Answer: Spark streaming is an extension of core Spark that enables scalable, high-throughput, fault-tolerant processing of data streams. Spark streaming receives input data streams and divides the data into batches called DStreams.

Question 54: How do you define DStream or what is DStream?

Answer: You can create DStream from sources like Kafka, Flume, and Kinesis or by applying operations on the other DStreams. Every DStream is associated with a Receiver, which receives the data from source and stores it in executor memory.

Question 55: What is Dynamic Allocation?

Answer: Dynamic allocation allows Spark (Only on YARN) to dynamically scale the cluster resources allocated to your application based on the workload. When dynamic allocation is enabled and a Spark application has a backlog of pending tasks, it can request executors. When the application becomes idle, its executors are released and can be acquired by other applications.

When Spark dynamic resource allocation is enabled, all resources are allocated to the first submitted job available causing subsequent applications to be queued up. To allow applications to acquire resources in parallel, allocate resources to pools and run the applications in those pools and enable applications running in pools to be preempted.

Question 56: How Spark Streaming applications are impacted with Dynamic Allocation?

Answer: When Dynamic Allocation is enabled in Spark, which means that executors are removed when they are idle. However, Dynamic allocation is not effective in case of Spark Streaming. In Spark Streaming, data comes in every batch, and executors will run whenever data is available. If the executor idle timeout is less than the batch duration, executors are constantly added and removed. If executor idle timeout is greater than the batch duration, executors are never removed. Hence, it is recommended that you disable the Dynamic Allocation for Spark streaming by setting “spark.dynamicAllocation.enabled” to flase.

[EXERCISE REQUIREMENTS] Update the Spark Q&A text, starting at "When Spark dynamic" and ending at "to be preempted.", by putting "interrupted" in place of "preempted", and write out the revised passage.

[LISTED RECORDS]

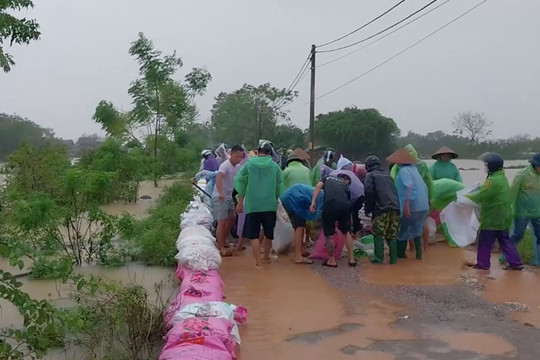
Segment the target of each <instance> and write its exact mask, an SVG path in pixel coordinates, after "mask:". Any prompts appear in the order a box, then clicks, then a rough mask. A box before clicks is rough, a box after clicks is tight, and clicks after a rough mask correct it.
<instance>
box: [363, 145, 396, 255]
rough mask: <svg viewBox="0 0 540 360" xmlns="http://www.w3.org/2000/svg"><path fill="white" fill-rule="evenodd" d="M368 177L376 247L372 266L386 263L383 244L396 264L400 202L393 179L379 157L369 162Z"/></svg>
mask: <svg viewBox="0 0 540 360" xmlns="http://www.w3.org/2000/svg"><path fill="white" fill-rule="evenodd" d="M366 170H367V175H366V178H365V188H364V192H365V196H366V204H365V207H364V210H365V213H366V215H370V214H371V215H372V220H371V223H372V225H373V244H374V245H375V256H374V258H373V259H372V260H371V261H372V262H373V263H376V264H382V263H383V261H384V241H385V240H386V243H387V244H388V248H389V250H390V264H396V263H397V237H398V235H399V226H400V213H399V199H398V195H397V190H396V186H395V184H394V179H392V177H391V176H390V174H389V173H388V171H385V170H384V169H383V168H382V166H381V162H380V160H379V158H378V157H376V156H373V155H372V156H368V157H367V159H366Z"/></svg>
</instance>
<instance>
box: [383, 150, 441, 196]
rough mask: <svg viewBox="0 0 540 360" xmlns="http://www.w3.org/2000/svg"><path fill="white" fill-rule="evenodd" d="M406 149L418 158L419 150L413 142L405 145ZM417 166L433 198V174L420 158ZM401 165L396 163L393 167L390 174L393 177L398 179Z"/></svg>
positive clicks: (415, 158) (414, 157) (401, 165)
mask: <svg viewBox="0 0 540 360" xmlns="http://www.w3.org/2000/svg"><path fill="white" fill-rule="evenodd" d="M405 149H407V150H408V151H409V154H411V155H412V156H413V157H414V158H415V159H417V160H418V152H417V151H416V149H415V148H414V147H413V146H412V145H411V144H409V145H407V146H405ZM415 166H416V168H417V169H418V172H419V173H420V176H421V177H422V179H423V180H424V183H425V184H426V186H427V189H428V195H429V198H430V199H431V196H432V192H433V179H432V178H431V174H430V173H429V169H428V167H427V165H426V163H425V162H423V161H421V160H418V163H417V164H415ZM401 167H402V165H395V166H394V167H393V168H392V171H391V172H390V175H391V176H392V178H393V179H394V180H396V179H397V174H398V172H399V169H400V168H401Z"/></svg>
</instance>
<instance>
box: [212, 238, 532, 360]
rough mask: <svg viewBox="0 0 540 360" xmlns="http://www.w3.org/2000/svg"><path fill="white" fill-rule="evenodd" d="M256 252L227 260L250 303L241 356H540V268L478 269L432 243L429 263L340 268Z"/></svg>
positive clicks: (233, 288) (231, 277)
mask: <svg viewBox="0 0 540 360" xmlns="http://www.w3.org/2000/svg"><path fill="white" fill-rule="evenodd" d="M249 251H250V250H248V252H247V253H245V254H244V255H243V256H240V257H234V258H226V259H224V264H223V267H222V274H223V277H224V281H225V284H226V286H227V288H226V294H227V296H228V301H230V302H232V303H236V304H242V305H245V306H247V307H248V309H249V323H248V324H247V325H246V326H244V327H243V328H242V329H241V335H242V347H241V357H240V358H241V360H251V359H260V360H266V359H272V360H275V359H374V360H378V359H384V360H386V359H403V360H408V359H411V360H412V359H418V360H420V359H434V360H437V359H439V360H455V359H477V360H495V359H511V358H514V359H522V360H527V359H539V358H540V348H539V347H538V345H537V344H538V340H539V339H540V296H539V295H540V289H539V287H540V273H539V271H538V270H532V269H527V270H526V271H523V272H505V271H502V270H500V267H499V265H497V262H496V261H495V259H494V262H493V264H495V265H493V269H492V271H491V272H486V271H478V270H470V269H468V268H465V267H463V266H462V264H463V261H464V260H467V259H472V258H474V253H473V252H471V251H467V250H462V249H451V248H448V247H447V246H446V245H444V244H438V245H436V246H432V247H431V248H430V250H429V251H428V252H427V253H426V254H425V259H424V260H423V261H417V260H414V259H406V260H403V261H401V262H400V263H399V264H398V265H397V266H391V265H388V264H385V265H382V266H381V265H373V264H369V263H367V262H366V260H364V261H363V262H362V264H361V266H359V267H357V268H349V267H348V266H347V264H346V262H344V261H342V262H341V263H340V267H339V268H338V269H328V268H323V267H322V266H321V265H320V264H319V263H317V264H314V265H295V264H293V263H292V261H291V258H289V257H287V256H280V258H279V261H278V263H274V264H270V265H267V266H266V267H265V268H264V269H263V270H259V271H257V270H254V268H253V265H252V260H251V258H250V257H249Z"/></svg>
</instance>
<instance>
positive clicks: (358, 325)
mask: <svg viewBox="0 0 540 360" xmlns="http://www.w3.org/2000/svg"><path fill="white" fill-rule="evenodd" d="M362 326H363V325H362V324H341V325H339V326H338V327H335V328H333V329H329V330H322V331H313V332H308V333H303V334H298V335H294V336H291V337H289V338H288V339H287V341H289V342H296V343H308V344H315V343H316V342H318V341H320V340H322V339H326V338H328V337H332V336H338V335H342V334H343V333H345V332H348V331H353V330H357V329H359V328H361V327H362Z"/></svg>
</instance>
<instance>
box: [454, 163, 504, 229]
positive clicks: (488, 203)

[OUTPUT BELOW]
When Spark dynamic resource allocation is enabled, all resources are allocated to the first submitted job available causing subsequent applications to be queued up. To allow applications to acquire resources in parallel, allocate resources to pools and run the applications in those pools and enable applications running in pools to be interrupted.